OBJETIVO INDICADO
Prossiga o texto sobre o apartamento projetado pelo atelier 7M Arquitectos a partir da última frase apresentada.

TEXTO EXTRAÍDO
Por a 9 Dezembro 2020

Um apartamento com uma linguagem arquitetónica tão forte que deixa brilhar as outras formas de Arte. O projeto do atelier 7M Arquitectos é uma lufada de criatividade no coração da cidade.

Fotografia: Gui Morelli / Produção: Amparo Santa-Clara

Texto: Mafalda Galamas

Aquele que fora já o último piso deste prédio secular, ‘’nascido’’ em 1910, de traça ornamentada e cheia de cachet é, hoje, habitação de uma família numerosa que faz questão de sentir de perto o pulsar da cidade viva e, a todos, acessível. Durante a década de 70, do século XX, o edifício sofreu obras de reabilitação e ganhou em verticalidade ao serem acrescentados novos patamares. As características estruturais dos andares cimeiros são, no entanto, algo distintas das dos pisos iniciais.

O projeto do apartamento que selecionámos para lhe mostrar nesta edição, tem assinatura do atelier 7M Arquitectos, que segue aos comandos de Mafalda Soares de Oliveira e Matilde da Silva Passos. Deste T3 com 160 m2, as arquitetas não têm dúvidas em afirmar que foi a linguagem arquitetónica da casa o que mais cativou os proprietários. O pavimento e as portas em casquinha, os tetos com estuque trabalhado, o pé direito com mais de três metros, e as imensas janelas de sacada que potenciam a entrada de luz do apartamento, são alguns desses exemplos.

LINHAS EM BRUTO
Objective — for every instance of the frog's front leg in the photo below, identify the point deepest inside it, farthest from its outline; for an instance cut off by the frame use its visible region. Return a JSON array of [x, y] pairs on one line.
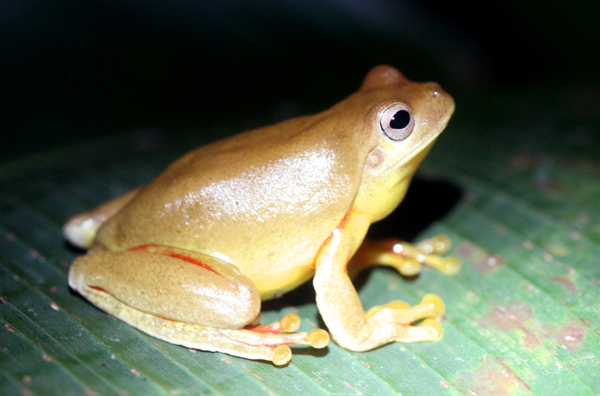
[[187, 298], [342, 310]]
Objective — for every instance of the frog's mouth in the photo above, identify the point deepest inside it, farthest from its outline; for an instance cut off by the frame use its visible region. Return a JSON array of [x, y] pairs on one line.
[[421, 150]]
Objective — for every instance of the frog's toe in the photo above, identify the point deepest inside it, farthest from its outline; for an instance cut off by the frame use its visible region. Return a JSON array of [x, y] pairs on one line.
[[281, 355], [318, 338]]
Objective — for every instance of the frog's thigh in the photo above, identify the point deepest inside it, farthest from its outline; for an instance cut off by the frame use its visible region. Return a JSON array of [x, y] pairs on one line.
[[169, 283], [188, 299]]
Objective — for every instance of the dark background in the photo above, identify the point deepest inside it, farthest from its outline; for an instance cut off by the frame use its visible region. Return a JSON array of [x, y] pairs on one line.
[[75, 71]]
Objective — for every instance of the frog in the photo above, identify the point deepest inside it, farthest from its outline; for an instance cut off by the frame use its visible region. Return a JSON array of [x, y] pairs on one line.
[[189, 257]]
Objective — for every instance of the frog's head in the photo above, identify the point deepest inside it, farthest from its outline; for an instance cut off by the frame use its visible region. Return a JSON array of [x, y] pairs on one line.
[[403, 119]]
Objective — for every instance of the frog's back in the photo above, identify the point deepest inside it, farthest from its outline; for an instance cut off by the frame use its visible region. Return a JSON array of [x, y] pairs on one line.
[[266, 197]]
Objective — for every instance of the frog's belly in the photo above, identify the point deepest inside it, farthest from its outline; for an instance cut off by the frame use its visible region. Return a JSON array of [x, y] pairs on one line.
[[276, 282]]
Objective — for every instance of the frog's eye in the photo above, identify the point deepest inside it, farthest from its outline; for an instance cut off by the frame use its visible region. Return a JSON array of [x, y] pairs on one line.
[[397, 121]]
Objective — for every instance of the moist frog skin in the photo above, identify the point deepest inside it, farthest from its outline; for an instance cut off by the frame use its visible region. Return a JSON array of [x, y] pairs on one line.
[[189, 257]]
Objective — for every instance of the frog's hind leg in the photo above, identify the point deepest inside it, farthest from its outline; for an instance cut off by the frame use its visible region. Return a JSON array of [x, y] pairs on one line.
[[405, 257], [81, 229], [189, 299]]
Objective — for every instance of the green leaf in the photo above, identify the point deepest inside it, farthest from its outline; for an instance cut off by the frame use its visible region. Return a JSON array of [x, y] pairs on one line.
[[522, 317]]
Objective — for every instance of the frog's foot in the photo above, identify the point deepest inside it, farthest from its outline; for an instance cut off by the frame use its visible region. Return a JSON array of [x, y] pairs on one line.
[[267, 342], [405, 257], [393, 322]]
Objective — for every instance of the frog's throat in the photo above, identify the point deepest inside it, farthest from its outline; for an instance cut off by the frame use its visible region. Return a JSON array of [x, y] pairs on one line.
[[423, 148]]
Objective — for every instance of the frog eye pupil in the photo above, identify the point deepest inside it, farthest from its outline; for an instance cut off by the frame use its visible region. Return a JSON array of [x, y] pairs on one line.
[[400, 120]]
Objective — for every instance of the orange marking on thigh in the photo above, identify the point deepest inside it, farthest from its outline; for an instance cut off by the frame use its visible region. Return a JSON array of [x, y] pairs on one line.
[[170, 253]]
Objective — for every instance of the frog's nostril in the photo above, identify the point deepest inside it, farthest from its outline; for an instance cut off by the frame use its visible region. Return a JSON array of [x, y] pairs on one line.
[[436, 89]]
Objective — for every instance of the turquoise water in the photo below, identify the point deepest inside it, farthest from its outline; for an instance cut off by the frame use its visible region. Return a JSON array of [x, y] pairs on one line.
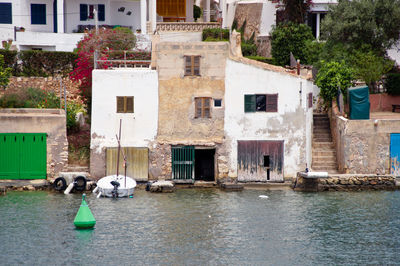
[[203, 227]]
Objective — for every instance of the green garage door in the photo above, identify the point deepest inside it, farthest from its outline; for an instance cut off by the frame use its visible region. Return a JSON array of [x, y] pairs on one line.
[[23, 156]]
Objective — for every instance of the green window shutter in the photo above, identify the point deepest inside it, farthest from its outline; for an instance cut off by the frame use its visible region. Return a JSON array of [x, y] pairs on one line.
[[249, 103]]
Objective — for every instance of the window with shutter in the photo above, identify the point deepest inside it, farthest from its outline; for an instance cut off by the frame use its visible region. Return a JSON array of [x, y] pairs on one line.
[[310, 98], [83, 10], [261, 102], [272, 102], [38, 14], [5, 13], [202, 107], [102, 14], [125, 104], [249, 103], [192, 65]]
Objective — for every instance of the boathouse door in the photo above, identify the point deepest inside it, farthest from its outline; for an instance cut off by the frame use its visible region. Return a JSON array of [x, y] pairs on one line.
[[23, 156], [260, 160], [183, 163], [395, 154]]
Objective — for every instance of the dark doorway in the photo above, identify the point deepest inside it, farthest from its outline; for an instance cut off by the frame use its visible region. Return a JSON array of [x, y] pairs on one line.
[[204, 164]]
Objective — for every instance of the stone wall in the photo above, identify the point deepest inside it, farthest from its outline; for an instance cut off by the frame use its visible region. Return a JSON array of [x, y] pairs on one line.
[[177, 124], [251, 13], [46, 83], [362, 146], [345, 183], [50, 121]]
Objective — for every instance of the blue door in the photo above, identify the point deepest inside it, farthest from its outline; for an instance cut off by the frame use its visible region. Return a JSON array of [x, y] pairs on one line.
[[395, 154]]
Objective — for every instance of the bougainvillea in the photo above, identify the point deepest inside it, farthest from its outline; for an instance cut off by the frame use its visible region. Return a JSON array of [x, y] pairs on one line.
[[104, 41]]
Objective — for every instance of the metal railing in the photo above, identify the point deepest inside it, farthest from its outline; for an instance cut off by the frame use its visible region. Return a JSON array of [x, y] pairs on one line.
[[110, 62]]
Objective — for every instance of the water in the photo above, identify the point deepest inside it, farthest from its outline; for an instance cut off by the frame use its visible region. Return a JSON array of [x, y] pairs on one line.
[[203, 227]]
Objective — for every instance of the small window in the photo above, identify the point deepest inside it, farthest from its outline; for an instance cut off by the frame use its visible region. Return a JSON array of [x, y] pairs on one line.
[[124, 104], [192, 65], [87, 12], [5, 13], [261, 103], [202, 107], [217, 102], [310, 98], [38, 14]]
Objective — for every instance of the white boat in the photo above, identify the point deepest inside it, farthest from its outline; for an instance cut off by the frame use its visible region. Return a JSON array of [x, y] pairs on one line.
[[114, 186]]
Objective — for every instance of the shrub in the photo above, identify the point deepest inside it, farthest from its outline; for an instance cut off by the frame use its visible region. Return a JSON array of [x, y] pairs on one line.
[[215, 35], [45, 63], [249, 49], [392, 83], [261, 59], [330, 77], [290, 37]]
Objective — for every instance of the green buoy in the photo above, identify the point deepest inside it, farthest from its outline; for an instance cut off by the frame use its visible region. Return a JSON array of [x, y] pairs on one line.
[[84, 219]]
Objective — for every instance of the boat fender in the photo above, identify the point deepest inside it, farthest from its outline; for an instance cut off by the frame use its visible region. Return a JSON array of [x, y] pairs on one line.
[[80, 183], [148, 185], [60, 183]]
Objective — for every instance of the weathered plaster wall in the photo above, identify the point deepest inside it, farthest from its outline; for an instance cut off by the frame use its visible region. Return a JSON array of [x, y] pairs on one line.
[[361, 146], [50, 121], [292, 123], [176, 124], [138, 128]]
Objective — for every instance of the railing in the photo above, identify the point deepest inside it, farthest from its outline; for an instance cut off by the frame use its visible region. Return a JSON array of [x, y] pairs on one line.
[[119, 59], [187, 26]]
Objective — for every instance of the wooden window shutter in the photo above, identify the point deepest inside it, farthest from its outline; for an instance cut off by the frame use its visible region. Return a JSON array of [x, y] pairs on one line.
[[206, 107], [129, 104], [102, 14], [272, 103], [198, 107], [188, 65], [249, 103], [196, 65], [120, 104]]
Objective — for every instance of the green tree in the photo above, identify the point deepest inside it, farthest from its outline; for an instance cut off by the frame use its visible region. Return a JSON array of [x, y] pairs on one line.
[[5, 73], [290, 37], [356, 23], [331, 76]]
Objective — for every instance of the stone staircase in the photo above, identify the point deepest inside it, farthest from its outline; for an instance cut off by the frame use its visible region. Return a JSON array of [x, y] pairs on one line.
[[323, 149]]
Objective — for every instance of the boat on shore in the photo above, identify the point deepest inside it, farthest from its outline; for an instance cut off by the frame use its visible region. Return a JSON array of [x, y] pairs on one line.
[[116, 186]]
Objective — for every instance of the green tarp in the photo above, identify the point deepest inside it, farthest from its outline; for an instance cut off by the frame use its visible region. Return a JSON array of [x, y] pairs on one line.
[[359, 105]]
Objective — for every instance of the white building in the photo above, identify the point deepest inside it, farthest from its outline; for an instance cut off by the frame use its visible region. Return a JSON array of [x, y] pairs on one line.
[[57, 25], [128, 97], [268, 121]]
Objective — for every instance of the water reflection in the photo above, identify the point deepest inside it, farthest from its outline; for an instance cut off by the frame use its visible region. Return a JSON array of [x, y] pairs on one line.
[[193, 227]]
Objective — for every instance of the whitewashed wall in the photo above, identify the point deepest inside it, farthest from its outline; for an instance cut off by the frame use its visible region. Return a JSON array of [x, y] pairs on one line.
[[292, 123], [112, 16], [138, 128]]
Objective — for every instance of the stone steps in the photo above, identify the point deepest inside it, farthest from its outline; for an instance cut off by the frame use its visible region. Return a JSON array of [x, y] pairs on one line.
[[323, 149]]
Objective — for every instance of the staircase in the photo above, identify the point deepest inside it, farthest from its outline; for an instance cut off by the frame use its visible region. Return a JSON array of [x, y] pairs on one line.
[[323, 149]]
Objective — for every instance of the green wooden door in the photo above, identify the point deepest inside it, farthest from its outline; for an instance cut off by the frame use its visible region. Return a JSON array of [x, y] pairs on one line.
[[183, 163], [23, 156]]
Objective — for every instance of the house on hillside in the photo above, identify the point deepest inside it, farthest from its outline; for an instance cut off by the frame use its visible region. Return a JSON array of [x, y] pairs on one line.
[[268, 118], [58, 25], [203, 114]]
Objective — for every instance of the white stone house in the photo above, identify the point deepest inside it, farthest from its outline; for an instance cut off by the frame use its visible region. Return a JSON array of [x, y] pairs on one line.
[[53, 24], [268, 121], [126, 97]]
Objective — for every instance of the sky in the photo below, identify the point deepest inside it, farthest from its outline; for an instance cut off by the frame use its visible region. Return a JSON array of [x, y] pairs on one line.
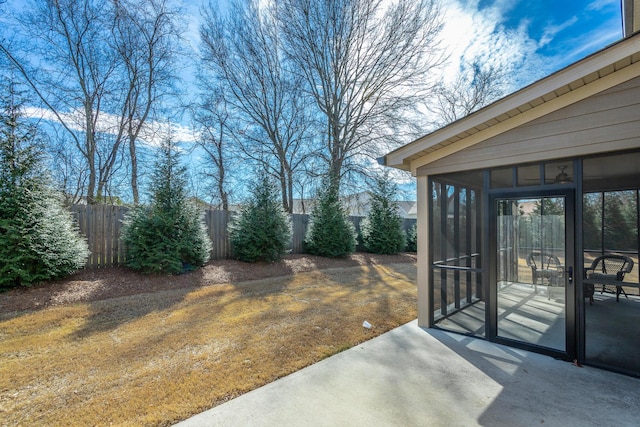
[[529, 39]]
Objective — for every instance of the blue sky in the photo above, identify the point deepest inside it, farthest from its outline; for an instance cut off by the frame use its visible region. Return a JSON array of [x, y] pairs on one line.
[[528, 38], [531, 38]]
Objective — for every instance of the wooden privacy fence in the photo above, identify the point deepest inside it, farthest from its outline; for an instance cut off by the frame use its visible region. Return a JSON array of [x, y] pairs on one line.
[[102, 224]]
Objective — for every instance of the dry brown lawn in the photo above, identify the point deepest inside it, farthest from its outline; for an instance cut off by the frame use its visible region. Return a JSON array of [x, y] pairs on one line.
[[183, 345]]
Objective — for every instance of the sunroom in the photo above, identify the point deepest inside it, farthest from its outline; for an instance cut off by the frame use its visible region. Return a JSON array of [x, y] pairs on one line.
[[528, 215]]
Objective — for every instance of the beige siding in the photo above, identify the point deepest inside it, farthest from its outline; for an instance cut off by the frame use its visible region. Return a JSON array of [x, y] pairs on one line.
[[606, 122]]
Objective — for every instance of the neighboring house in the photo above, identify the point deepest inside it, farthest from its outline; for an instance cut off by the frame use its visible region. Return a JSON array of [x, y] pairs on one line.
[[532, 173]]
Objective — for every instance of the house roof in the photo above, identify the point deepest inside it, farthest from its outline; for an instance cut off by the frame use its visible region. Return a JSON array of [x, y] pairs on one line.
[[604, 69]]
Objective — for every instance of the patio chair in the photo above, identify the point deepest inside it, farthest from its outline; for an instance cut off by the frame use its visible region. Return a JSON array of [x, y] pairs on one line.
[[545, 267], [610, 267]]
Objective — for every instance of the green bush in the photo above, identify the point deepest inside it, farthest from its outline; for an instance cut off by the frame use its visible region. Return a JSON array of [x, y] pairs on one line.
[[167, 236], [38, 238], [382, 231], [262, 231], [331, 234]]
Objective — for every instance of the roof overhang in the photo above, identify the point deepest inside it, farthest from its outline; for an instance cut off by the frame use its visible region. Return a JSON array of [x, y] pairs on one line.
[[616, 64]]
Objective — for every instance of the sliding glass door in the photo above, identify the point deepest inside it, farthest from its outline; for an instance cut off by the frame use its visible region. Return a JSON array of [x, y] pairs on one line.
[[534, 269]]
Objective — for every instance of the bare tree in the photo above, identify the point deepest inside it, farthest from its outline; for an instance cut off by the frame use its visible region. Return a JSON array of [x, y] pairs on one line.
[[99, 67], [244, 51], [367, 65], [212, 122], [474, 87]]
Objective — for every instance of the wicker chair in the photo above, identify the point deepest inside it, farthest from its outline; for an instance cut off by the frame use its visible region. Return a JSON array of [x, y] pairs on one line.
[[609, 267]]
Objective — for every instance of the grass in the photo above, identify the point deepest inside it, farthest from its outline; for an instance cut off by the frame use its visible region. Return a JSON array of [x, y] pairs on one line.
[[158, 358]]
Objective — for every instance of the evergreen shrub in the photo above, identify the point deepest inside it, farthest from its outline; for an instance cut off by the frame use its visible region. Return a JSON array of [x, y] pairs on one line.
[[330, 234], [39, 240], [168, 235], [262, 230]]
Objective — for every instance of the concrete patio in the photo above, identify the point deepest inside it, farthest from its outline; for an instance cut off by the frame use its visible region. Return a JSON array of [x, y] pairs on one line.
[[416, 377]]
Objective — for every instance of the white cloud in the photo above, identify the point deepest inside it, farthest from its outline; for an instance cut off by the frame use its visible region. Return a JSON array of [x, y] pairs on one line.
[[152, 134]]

RESPOSTA A SEGUIR
Embora algo degradado no momento da aquisição, a proprietária percebeu de imediato a potencialidade da habitação e, juntamente com a dupla de arquitetas, começaram por redefinir um novo layout, isto é, distribuição das divisões. Privilegiando a zona social da casa à medida que se vai caminhando, deixando a área mais privada ao fundo.

Percebemos desde o hall de entrada, a importância da pintura no seio desta família. Apesar de sermos recebidos pela arca do século XIX, os quadros de Diogo Munhoz e de Cruzeiro Seixas são o statement que fará a ponte para o resto da decoração. Sobretudo, na sala, conjunta com a casa de jantar. Ambas usufruem da amplitude e luminosidade proporcionadas pelas diversas janelas com vistas para uma das artérias mais movimentadas da capital.

A decoração do apartamento foi ganhando maturidade com o correr dos tempos. Tudo foi surgindo e acontecendo ao ritmo de vida do casal. No entanto, assumidamente atentos ao design, nada foi aqui mantido ao acaso. Todos os têxteis foram feitos por medida, dos sofás às almofadas. A ausência de cortinados é intencional de forma a não ofuscar as características tão particulares das paredes e tetos do apartamento. O cadeirão azul com braços originais foi recuperado e, os pretos, adquiridos na loja Mobler, em São Bento. Ao lado, o candeeiro com design e cor de laranja, icónicos, é o Nesso da Artemide.

Porém, o papel principal é desempenhado pelas obras espalhadas aqui e acolá. Destaque para os quadros de Hector Ramsay (o grande de tons preto e branco à esquerda do sofá), e o de João Cristóvão com um azul vibrante e impactante. A escultura de madeira é do artista João Castro Silva e a metálica é de David Oliveira.

A papeleira D.Maria, em vinhático, é uma peça de família, e não é meramente decorativa… Cumpre as suas funções quando o trabalho exige continuidade a partir de casa, sempre sob o olhar atento do Santo António barroco. Ambos encostam ao pilar que é, agora, um nicho e que marca a separação com a sala de jantar. É nele que repousa, de forma discreta, a escultura de João Cutileiro.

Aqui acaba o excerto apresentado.